WORK TO BE COMPLETED »
Each line of data below is to be returned exactly, leaving out any picture.

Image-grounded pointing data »
+ + + +

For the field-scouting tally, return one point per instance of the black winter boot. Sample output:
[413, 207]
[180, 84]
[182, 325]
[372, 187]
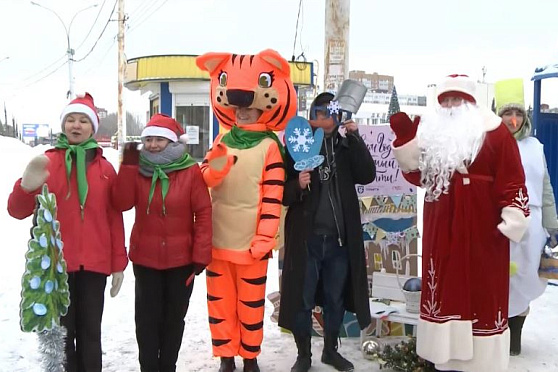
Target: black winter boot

+ + + +

EXERCISE ANSWER »
For the field-scouting tally, return one point per instance of the black winter boot. Sample output:
[413, 207]
[180, 84]
[182, 325]
[372, 187]
Target: black winter boot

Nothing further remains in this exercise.